Job:
Convert the stretch from the line containing "Spot the red jam" through the end of the records into a JSON list of strings, one string per line and no entries for blank lines. Include both the starting line and the final line.

━━━━━━━━━━━━━━━━━━━━

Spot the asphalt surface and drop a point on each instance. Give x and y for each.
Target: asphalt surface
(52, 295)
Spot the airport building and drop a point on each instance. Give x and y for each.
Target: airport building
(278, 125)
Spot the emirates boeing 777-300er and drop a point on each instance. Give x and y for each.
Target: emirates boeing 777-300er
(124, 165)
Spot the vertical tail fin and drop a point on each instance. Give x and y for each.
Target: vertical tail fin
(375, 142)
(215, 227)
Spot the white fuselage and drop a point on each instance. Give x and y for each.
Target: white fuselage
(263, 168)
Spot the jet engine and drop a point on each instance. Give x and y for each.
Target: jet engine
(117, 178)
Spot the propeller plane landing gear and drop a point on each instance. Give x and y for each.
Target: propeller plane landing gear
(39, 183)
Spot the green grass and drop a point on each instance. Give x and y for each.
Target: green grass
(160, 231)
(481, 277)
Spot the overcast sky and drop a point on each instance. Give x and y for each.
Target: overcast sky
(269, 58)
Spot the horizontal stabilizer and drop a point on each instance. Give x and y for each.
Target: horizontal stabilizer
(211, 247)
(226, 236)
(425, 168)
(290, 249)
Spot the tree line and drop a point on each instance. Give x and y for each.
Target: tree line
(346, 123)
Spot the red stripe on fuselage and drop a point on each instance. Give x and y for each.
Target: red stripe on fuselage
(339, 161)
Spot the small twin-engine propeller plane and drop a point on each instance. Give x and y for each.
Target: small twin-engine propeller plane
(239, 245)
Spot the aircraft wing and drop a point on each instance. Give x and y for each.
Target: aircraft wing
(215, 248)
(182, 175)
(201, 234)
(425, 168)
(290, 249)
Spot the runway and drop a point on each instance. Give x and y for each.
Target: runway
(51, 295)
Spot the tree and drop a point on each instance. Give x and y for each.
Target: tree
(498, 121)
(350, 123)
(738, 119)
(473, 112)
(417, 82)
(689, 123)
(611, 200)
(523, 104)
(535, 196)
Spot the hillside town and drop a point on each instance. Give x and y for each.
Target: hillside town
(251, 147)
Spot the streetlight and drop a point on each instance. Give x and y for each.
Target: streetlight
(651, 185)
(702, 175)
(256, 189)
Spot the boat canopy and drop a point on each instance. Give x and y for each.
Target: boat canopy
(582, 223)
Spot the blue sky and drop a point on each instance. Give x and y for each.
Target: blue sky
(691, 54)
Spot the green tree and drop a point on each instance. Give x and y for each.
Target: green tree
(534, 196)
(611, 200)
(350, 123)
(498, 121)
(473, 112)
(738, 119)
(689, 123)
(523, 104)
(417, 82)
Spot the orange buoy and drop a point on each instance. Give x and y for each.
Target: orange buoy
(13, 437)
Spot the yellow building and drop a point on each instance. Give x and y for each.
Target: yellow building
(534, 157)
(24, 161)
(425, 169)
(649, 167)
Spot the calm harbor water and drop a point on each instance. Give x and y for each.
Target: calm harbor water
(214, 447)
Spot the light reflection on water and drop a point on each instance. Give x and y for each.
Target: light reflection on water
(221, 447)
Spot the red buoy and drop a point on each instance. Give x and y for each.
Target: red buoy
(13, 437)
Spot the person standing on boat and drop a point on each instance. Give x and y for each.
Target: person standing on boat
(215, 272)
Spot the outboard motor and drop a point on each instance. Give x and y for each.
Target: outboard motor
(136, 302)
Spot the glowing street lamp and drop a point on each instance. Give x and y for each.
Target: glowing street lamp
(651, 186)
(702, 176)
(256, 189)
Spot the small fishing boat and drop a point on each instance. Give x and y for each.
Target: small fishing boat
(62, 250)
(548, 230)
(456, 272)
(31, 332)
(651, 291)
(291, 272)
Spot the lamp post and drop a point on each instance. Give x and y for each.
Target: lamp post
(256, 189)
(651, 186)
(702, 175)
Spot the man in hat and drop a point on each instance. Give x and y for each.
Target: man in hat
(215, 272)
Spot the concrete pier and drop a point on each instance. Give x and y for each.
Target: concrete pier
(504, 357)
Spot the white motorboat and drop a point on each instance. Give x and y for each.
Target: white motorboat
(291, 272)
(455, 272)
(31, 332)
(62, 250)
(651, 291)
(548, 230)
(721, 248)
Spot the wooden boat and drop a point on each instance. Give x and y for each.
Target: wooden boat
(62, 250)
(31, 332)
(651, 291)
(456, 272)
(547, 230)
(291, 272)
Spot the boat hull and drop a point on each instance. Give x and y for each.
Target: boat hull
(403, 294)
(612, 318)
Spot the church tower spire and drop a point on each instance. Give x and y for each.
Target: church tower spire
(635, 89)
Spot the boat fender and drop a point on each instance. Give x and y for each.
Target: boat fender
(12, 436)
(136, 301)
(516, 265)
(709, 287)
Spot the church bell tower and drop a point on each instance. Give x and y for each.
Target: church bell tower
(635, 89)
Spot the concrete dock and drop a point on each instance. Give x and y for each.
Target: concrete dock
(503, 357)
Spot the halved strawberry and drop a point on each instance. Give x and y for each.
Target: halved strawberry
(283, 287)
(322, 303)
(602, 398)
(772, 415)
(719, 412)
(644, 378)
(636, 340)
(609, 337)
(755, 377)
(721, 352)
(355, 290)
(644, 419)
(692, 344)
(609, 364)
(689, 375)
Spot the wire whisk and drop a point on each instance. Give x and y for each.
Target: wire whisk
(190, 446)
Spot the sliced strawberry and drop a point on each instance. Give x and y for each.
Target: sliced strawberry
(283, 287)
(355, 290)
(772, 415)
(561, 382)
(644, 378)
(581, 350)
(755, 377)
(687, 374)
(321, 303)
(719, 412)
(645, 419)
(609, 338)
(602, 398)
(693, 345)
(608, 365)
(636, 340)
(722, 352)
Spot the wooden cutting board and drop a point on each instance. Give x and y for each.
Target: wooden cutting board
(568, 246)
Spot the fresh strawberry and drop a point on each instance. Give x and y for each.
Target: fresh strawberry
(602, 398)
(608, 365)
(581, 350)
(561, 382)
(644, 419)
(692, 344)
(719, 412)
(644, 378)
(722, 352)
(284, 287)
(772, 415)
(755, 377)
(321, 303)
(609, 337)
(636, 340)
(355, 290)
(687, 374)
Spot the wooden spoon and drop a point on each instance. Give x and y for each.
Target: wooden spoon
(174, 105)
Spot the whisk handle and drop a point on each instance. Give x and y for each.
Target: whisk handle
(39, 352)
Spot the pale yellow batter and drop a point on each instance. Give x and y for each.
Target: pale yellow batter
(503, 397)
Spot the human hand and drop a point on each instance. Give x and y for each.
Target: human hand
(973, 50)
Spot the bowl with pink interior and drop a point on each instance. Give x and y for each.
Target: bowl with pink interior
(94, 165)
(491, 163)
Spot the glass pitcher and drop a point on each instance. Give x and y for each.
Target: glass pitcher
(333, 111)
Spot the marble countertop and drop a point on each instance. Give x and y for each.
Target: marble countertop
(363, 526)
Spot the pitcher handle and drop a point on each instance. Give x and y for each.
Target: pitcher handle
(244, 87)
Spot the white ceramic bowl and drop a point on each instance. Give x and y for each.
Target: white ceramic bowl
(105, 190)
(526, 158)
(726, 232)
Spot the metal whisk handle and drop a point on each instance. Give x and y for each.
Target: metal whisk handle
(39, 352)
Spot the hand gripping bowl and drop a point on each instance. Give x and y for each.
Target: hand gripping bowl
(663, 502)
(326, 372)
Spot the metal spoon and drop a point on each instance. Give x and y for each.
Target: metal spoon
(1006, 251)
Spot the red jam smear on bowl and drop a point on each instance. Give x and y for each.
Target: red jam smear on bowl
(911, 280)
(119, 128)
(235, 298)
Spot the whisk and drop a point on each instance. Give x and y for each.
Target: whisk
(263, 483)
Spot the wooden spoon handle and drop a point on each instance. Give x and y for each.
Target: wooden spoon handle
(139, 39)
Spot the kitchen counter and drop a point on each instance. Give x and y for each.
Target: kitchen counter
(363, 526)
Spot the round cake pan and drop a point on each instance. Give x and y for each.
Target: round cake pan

━━━━━━━━━━━━━━━━━━━━

Exercise result:
[
  "Spot the red jam smear on bowl and drop a point on each instance. Give x and y for each.",
  "Target: red jam smear on bowl",
  "(911, 280)",
  "(119, 128)",
  "(235, 298)",
  "Spot the whisk and drop a point on each instance. Give x and y for each.",
  "Target: whisk",
  "(263, 483)",
  "Spot the wooden spoon handle and drop a point on each instance. Give x and y for each.",
  "Target: wooden spoon handle",
  "(139, 39)",
  "Spot the kitchen counter and drop a point on each instance. Give x and y for each.",
  "Target: kitchen counter",
  "(363, 526)",
  "Spot the round cake pan and drop a point on each instance. Give x and y for each.",
  "Target: round cake pan"
]